• EXCERPTED PASSAGE:
= Beginning of Section =

Kevin Dooms, MD
Updated May 16, 2013
A new epinephrine law in Washington State schools
On April 23, 2013, ESB 5104 was approved by the Washington State Legislature. The new legislation will allow schools to keep their own supply of “stock” epinephrine injectors (EpiPen®, Auvi-Q™). If a student has a severe allergic reaction at school, but does not have his or her own epinephrine available, this legislation increases the school’s ability to provide a life-saving injection. On May 16, 2013, Governor Inslee signed the bill into law at a ceremony at his office in Olympia.
Why make a new law?
For uncertain reasons, allergies have been on the rise in the past few decades. Increasingly, some students are at risk for a severe allergic reaction (e.g. food or insect sting), while at school. Currently, students having a severe allergic reaction may only receive life-saving epinephrine if they 1) have a formal allergy diagnosis, and 2) have their own designated epinephrine injector. There have been deaths in other states where allergic students either did not have their own epinephrine available during an emergency, or the student had their first-ever severe allergic reaction while at school.
Senate Bill 5104
In January 2013, a small group of food allergy advocates and I wrote a new bill, modeled after legislation already passed in other states such as Virginia and Illinois. Senator Mark Mullet (D, Issaquah) championed our bill, and introduced it as Senate Bill 5104. After public hearings, including input from school nurses and other professionals, the bill was passed on April 23, 2013. The new law will allow licensed health care professional (e.g. a doctor, nurse practitioner, or physician assistant) to prescribe epinephrine injectors directly to a school. Schools may keep a supply of “stock” epinephrine on hand at all times.
If a student with a known allergy has a severe reaction while at school, a school nurse (or designated trained school personnel) may administer the student’s own epinephrine or the school supply.
If a student has a first-ever severe reaction (not previously diagnosed with a severe allergy), only a school nurse may administer the school’s stock epinephrine.
School grounds, school buses, and field trips
Parents of children with allergies will be glad to learn that the new law will not only apply to school property, but also on school buses and field trips. For example, a nurse or designated trained school personnel can take the school’s stock epinephrine on a bus to a field trip.
Students who already have their own epinephrine injector
Nothing changes for students who have already been diagnosed with allergies and have their own epinephrine at school. Schools will still honor their food allergy action plans and give them their own epinephrine. However, the new law adds and extra level of safety – students with allergies will have a backup device at school, just in case their own injector is lost or expired.

= End of Section =

• INSTRUCTIONS:
- A) Could you pull out everything in the article on Washington's school epinephrine law from "If a student with" down to "a field trip.", copied word for word?
- B) What comes next in the article on Washington's school epinephrine law? Write the following passage, picking up after its final sentence.

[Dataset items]
= Beginning of Section =

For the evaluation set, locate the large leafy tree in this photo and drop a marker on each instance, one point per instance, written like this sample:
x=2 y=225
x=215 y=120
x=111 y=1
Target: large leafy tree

= End of Section =

• WRITTEN RESPONSES:
- A)
If a student with a known allergy has a severe reaction while at school, a school nurse (or designated trained school personnel) may administer the student’s own epinephrine or the school supply.
If a student has a first-ever severe reaction (not previously diagnosed with a severe allergy), only a school nurse may administer the school’s stock epinephrine.
School grounds, school buses, and field trips
Parents of children with allergies will be glad to learn that the new law will not only apply to school property, but also on school buses and field trips. For example, a nurse or designated trained school personnel can take the school’s stock epinephrine on a bus to a field trip.

- B)
Epinephrine is safe and effective
Epinephrine (aka adrenaline) is the first-line treatment for anaphylaxis, the most severe and potentially life-threatening form of an allergic reaction. Epinephrine is usually given as an injection in the muscle of the outer thigh with an “auto-injector” device like EpiPen® or Auvi-Q™. Rapid epinephrine use saves lives, and is generally safe in children — the most common side effect is a temporary increase in heart rate. Allergy experts agree that the benefits of epinephrine administration outweigh the risks. In other words, if a severe allergic reaction is suspected, it is better to give an epinephrine injection, even if it turns out to be an unnecessary dose. Allergists like to remind patients that during a severe allergic reaction, epinephrine (and NOT antihistamines like Benadryl) can be a life-saving medication.
Legal protection for schools and health care providers
In the unlikely event of an adverse reaction due to epinephrine use, the bill includes specific provisions to protect health care providers, nurses, school employees, and schools.
Schools and non-medical employees may opt out
Individual schools are not required to participate in this new law, and may opt out. Likewise, individual school employees (whose job description does not include administering epinephrine) may choose not to participate in this new program.
Public and private schools
The new law applies to both public and private schools in Washington State.
Helping reduce cost
To help defray the cost of supplying epinephrine injectors in schools, we are looking into free and reduced medication programs from Mylan and Sanofi-Aventis, the makers of EpiPen® and Auvi-Q™.
What needs to be done before September 2013?
Our goal is to have stock epinephrine in a majority of Washington State schools for the 2013/2014 school year. We need to spread the news to parents, schools, and health care providers. We anticipate placing approximately 4 epinephrine injector devices in most schools: 2 of the adult dose (student is >66 lbs), and 2 of the child dose (student is <66 lbs). Epinephrine injectors have a maximum shelf life of approximately 12-18 months. Schools will likely replace their injectors every fall before school starts.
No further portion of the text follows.